■ **Extracted text**
------------

Henry Charles Stanley (1840–1921) was the chief engineer of the railways in Queensland, Australia.

==Early life==
Henry Charles Stanley was born in Edinburgh, Scotland, in 1840, the son of Montague Talbot Stanley and his wife Mary née Eyre. His brother Francis Drummond Greville Stanley was a Queensland Colonial Architect.

Stanley studied for 2 years at Edinburgh University before being articled to Messrs B. and E. Blyth, civil engineers who acted as consultants to the Scottish railways.

In 1863 Stanley emigrated to Queensland.

==Engineering career==
On arrival in Queensland, Stanley was employed by the railway department of the Queensland Government. In 1872, he was put in charge of engineering for the southern and western railways. In 1886, the central railways also became his responsibility. In 1891, he was formally appointed the Chief Engineer for the entire Queensland network.

He also spent a year as engineer for the railways in Marlborough, New Zealand.

------------

■ **Saved entries**
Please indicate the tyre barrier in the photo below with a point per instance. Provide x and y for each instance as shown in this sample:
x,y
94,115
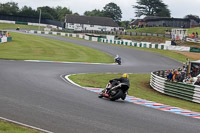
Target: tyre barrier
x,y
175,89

------------

■ **Things to do**
[a] From the Henry Charles Stanley biography, set down word for word the passage starting at "In 1863 Stanley" and ending at "entire Queensland network.".
[b] Take the Henry Charles Stanley biography further, picking up right after its last sentence.

■ **Results in order**
[a]
In 1863 Stanley emigrated to Queensland.

==Engineering career==
On arrival in Queensland, Stanley was employed by the railway department of the Queensland Government. In 1872, he was put in charge of engineering for the southern and western railways. In 1886, the central railways also became his responsibility. In 1891, he was formally appointed the Chief Engineer for the entire Queensland network.

[b]
His major designs included:
- circa 1883: Dickabram Bridge over the Mary River at Miva
- circa 1883: Lockyer Creek Railway Bridge at Clarendon
- 1885: Angellala Rail Bridge near Charleville
- 1893: the second Albert Railway Bridge over the Brisbane River at Indooroopilly, Brisbane. This was a replacement for the first, which had just been destroyed in the 1893 Brisbane flood)
- circa 1895: Burdekin River Rail Bridge in Macrossan near Charters Towers
- 1898: the Alexandra Railway Bridge at Rockhampton

==Later life==
Stanley died at his residence in the New Farm district of Brisbane, on 23 February 1921.